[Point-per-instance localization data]
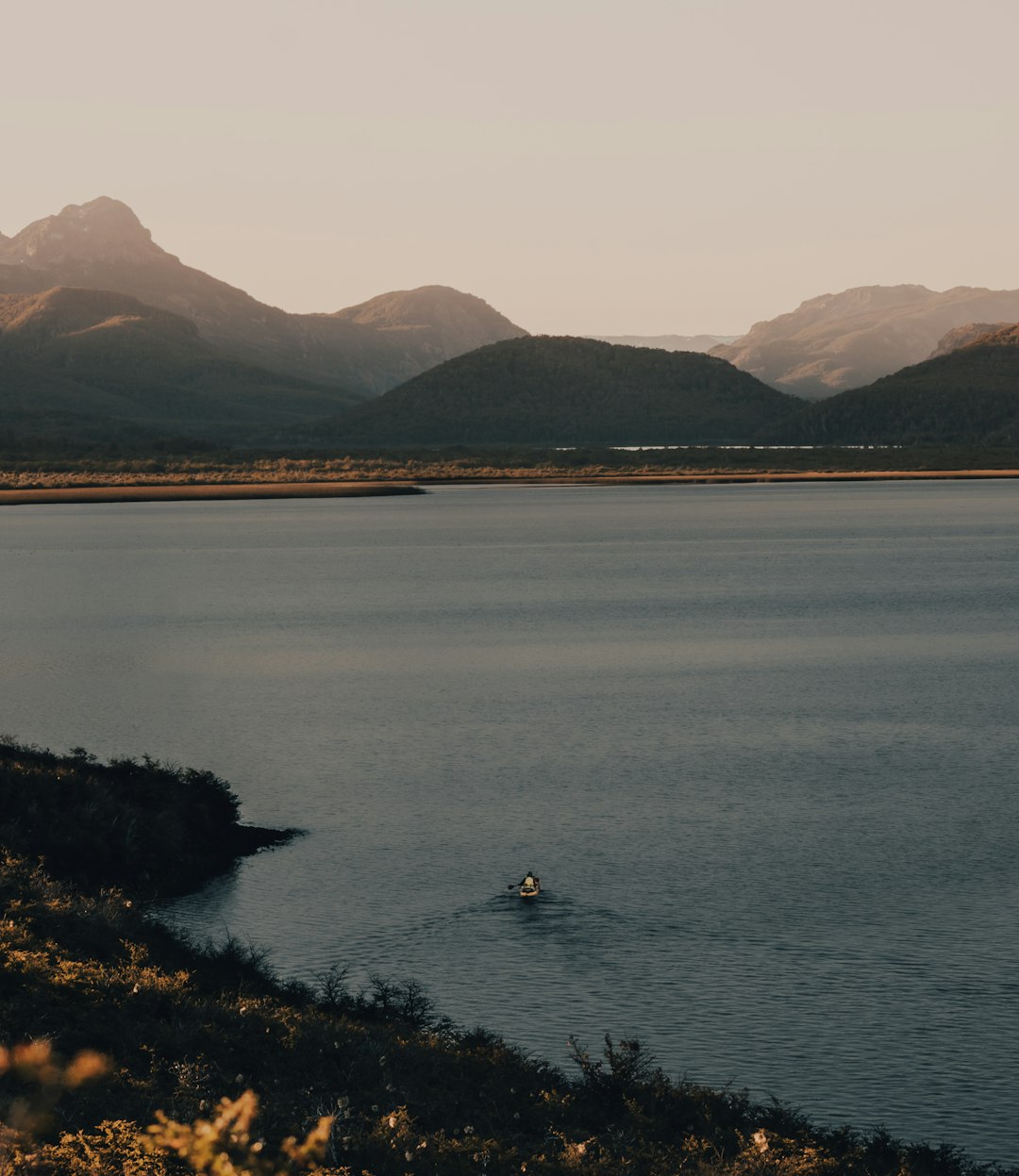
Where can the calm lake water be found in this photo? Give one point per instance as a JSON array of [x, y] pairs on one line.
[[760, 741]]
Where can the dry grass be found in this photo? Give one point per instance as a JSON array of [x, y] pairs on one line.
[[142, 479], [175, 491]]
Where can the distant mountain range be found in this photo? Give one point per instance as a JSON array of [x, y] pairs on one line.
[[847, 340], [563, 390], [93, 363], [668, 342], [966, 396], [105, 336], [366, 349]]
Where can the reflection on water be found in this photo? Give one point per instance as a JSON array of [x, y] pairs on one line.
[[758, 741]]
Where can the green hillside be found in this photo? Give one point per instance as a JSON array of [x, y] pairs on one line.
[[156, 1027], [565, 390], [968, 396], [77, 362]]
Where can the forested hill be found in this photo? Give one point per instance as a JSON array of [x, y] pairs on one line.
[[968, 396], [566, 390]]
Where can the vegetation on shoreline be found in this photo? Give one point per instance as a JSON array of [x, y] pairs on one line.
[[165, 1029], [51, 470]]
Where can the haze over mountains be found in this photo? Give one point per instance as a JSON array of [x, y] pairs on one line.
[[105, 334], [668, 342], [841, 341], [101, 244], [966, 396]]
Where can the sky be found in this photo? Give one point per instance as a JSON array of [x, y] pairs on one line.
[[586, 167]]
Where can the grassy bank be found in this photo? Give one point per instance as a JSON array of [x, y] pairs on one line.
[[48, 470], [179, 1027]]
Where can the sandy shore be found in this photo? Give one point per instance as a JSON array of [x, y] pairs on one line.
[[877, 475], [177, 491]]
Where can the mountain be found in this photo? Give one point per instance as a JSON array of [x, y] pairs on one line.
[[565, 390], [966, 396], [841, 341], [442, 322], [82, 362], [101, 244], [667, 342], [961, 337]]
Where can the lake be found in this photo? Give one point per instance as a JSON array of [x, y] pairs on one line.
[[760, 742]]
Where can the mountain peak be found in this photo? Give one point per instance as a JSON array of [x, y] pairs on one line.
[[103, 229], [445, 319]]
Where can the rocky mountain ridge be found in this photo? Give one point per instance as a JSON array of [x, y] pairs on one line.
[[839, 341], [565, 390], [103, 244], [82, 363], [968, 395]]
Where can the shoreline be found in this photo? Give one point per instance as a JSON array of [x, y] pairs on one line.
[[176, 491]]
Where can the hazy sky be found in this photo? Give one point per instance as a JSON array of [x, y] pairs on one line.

● **What you will do**: Set all of the records down once more, letter for letter, with the images removed.

● **Task solution**:
Where can the calm lake water be found in this photo? Give one point per instance as a JSON array of [x, y] pairs on one line.
[[760, 741]]
Where can the dry grass be found in this photo? Give one point per instance as a JSON array of [x, y] pairs on one line.
[[142, 479], [175, 491]]
Where can the distant mountain range be found in this photo? Give one point per instance as a JSON array of [x, y] pairs on one line.
[[847, 340], [563, 390], [93, 363], [668, 342], [966, 396], [105, 336], [366, 349]]
Where can the reflection on water be found in this photo? Give one point per instance as a JSON array of [x, y] pairs on one line.
[[758, 741]]
Where can the green hillside be found in this photo? Give one point per instance as a JSON array of [x, y] pairs on one line.
[[156, 1027], [565, 390], [968, 396], [77, 362]]
Where can the forested hill be found in this photo? Give one point per instance as a JSON array of [x, y] pairs on one line.
[[968, 396], [566, 390]]
Where can the vegetation on shoreline be found in this photo? Give one point per instance as a JSON array of [x, y] pairs on one line.
[[165, 1029], [51, 470]]
Where can the haze over mountains be found in this photo? Give one point per instance as a JSON array of [x, y] pairs on one line.
[[105, 334], [668, 342], [841, 341], [101, 244], [966, 396]]
Where can the sky be found in this photo? Give one point per instance as a JSON array of [x, y] pairs on one line.
[[586, 167]]
Where can the grassy bank be found in this photo? Give one point per instance as a JSON array of [x, y] pairs on one line.
[[48, 470], [179, 1027]]
Where can the sandy shore be found in this photo? Give one point per instance as a JSON array of [x, y] pairs on one line.
[[877, 475], [177, 491]]
Where can the mountain be found in this photo? Give one point per instance as a JSON array of [x, y] pairs on one line.
[[565, 390], [966, 396], [841, 341], [442, 322], [82, 362], [101, 244], [667, 342], [961, 337]]
Where can the lake be found in this photo? Give one point per instance as a JSON array of [x, y] pairs on one line.
[[760, 742]]
Where can the mountain peak be found in this photo? Give one point per instance as a JSON array of [x, y] pairs on one line.
[[103, 229], [445, 319]]
Where can the rocky mountain ridge be found in this photo? Give one point per instance as a JSON array of [x, y] pairs on one line.
[[839, 341], [565, 390], [103, 244], [82, 363], [968, 395]]
Where can the shoreline be found in this photo? Give one point per instance as a JSON array of [x, y] pairs on one line.
[[176, 491]]
Where can the hazy sky be found in this photo? Give one point per instance as a JSON array of [x, y] pairs on one line.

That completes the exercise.